People From North Texas

In pretty much every field, you’ll find famous people who were originally from the Lone Star State. As it happens, North Texas has had its fair share of talent over the years, including:

  • Nick Jonas: Singer and songwriter, born in Dallas
  • Phyllis George: Miss America 1971 and a TV co-host, born in Denton
  • Luke Wilson: Actor, born in Dallas
  • Kelly Clarkson: Singer and songwriter, born in Fort Worth
  • Brian Waters: NFL player, born in Waxahachie
  • Larry McMurtry: Novelist, born in Archer City

North Texas’ Geography

Not everyone uses the term “North Texas” to refer to the same region. Some people only focus on the DFW area, while others mean all northern counties. Plus, it’s not uncommon to hear someone use “North Central Texas” and “North Texas” interchangeably.

All in all, the Lone Star State’s unusual shape makes it a little hard to set clear borders, but let’s take a closer look at the general layout of the North Texas Region:

Nearby Locations

The North Texas area is surrounded by many notable regions, including Abilene and the Texas-Oklahoma border.

Layout of North Texas

Although the name implies that this region covers all the state’s northern areas, it’s only focused on the northeastern side.

....

**Set task**. Output the North Texas text above word for word, in its entirety.

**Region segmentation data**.
....

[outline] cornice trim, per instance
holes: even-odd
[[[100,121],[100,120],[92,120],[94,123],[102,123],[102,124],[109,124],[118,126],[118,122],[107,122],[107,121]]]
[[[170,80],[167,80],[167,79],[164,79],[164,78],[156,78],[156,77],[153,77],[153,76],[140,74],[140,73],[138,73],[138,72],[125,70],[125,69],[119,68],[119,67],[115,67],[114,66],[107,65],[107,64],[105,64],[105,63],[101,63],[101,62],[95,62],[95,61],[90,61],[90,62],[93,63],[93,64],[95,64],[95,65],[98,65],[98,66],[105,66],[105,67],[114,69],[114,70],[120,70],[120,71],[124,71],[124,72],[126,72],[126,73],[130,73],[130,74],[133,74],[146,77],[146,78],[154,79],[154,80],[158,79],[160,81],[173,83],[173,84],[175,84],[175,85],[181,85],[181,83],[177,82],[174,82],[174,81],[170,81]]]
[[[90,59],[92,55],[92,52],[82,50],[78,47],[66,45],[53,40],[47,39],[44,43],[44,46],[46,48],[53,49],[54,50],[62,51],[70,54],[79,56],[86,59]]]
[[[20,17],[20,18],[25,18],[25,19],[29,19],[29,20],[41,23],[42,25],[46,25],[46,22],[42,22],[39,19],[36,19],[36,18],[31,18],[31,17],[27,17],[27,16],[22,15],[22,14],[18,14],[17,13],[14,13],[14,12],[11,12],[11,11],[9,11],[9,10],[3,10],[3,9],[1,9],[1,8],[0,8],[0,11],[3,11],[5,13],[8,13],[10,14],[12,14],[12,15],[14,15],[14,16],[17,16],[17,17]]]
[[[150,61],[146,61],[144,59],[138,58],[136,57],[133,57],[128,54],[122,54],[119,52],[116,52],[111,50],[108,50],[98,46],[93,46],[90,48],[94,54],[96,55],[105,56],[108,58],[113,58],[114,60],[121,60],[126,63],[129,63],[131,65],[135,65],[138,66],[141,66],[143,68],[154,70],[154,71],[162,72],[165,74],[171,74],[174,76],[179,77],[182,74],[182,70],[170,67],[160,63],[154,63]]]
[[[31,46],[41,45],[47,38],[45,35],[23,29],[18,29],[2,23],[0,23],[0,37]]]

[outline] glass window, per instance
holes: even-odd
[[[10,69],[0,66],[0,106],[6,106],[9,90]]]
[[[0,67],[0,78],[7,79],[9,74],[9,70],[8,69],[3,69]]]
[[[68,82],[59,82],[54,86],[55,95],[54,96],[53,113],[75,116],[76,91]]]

....

**Solution for this problem**.
People From North Texas

In pretty much every field, you’ll find famous people who were originally from the Lone Star State. As it happens, North Texas has had its fair share of talent over the years, including:

  • Nick Jonas: Singer and songwriter, born in Dallas
  • Phyllis George: Miss America 1971 and a TV co-host, born in Denton
  • Luke Wilson: Actor, born in Dallas
  • Kelly Clarkson: Singer and songwriter, born in Fort Worth
  • Brian Waters: NFL player, born in Waxahachie
  • Larry McMurtry: Novelist, born in Archer City

North Texas’ Geography

Not everyone uses the term “North Texas” to refer to the same region. Some people only focus on the DFW area, while others mean all northern counties. Plus, it’s not uncommon to hear someone use “North Central Texas” and “North Texas” interchangeably.

All in all, the Lone Star State’s unusual shape makes it a little hard to set clear borders, but let’s take a closer look at the general layout of the North Texas Region:

Nearby Locations

The North Texas area is surrounded by many notable regions, including Abilene and the Texas-Oklahoma border.

Layout of North Texas

Although the name implies that this region covers all the state’s northern areas, it’s only focused on the northeastern side.